## The task
Where "trailer" occurs in a line of the entries below, copy that line.

Image point grounding data

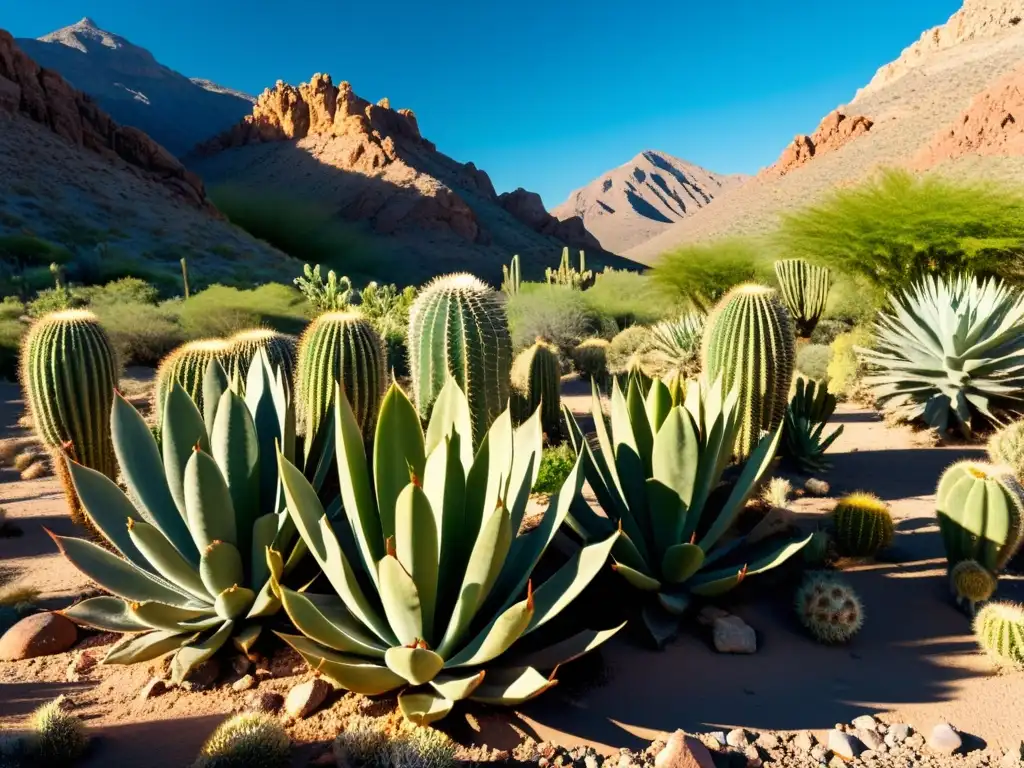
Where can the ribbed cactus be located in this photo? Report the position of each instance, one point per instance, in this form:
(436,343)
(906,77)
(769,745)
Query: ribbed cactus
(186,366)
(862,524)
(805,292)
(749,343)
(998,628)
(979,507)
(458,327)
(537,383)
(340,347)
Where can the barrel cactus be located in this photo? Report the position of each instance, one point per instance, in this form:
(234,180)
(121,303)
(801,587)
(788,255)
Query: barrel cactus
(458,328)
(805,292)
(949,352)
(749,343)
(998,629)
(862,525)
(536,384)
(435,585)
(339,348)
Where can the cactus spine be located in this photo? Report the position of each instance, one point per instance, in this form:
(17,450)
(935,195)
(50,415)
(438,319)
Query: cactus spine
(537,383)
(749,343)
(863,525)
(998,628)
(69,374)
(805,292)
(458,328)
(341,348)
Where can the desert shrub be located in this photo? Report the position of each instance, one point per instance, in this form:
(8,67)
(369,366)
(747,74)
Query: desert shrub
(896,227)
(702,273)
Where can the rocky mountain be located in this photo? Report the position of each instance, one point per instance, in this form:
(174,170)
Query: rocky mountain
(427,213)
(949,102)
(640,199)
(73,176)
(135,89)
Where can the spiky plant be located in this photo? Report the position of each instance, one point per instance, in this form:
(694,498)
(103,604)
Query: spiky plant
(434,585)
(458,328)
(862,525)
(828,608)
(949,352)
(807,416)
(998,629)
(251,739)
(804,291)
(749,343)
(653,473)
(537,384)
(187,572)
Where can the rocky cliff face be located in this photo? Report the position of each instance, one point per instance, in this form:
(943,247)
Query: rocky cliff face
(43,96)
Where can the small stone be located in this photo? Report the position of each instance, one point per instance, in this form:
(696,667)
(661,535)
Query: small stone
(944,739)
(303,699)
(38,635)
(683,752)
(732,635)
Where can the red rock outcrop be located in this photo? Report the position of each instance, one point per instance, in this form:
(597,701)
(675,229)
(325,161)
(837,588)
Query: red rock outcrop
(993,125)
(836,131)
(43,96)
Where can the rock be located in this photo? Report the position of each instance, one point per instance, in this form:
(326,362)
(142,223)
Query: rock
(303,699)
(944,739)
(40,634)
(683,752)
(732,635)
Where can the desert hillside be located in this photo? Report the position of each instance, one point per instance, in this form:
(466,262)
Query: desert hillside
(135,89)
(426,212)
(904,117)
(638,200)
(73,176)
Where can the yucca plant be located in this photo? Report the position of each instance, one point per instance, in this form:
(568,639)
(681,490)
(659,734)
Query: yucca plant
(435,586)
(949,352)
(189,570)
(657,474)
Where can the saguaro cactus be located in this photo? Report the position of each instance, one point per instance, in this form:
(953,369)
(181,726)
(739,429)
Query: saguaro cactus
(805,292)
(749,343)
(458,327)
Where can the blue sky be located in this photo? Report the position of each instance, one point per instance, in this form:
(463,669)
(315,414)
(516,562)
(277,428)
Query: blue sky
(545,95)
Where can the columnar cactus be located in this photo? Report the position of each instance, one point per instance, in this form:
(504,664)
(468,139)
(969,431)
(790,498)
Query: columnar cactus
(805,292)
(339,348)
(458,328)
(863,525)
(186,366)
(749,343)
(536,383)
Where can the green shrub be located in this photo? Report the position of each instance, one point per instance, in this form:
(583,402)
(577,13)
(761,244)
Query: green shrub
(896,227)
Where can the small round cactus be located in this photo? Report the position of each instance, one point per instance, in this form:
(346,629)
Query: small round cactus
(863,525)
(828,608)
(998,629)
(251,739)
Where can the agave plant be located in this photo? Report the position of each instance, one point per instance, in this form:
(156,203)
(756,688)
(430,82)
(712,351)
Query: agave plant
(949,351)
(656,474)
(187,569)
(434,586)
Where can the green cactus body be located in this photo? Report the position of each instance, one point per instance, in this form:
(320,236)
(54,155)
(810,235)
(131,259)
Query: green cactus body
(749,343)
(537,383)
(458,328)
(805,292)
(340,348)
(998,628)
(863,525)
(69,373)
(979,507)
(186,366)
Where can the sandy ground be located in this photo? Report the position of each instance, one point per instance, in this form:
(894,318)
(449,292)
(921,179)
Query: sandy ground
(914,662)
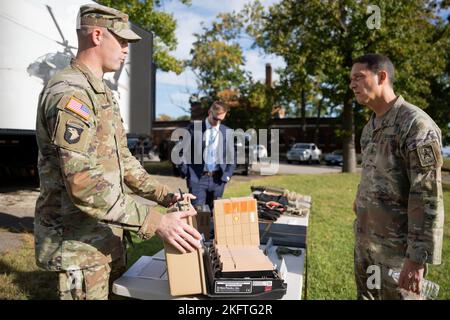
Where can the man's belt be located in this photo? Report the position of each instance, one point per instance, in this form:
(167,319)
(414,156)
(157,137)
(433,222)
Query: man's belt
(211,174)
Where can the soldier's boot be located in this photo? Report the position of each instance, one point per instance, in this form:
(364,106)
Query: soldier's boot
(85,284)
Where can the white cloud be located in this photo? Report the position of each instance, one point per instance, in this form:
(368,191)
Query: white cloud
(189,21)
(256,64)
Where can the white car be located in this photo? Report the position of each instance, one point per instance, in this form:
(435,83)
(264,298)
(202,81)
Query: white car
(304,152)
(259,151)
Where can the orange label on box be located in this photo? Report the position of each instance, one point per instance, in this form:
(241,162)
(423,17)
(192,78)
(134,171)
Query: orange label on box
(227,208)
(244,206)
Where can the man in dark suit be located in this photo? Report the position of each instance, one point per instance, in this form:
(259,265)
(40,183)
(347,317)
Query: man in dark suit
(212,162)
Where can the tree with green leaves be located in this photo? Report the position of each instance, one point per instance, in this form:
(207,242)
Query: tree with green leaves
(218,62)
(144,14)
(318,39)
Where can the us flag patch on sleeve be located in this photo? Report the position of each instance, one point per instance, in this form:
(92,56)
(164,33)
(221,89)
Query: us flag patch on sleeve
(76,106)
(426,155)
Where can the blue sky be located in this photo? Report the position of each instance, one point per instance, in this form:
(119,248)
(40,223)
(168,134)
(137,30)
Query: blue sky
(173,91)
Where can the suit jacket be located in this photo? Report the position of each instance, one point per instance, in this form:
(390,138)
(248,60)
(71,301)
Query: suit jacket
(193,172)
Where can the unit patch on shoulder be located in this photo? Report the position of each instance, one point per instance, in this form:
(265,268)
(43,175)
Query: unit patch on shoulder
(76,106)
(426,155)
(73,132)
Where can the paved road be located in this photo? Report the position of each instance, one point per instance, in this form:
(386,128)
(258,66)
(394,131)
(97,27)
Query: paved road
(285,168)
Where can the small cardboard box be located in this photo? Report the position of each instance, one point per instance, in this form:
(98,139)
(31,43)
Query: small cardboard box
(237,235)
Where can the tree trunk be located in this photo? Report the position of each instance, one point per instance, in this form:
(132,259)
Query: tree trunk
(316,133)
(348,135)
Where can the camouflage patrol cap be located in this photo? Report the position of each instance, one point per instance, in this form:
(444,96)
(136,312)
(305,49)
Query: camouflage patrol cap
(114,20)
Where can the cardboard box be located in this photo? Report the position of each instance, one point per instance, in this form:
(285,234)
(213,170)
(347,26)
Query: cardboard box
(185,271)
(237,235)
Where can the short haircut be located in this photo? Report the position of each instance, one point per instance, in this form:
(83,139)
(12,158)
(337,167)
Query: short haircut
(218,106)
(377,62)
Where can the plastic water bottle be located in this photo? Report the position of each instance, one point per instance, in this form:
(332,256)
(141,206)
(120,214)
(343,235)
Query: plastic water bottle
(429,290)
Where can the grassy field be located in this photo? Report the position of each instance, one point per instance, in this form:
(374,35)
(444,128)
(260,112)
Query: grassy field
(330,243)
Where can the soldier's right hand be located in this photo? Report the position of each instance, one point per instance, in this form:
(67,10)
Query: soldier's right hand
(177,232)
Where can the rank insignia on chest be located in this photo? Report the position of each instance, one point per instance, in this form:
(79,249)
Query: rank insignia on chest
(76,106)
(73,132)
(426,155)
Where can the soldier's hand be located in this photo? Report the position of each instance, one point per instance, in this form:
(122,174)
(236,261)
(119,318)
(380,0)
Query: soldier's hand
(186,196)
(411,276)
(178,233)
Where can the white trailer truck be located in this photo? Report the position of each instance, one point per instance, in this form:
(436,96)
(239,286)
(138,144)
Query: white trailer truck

## Reply
Where can the white trailer truck be located in this photo? Report the position of each instance, one point per instance, in this form:
Query: white trailer truck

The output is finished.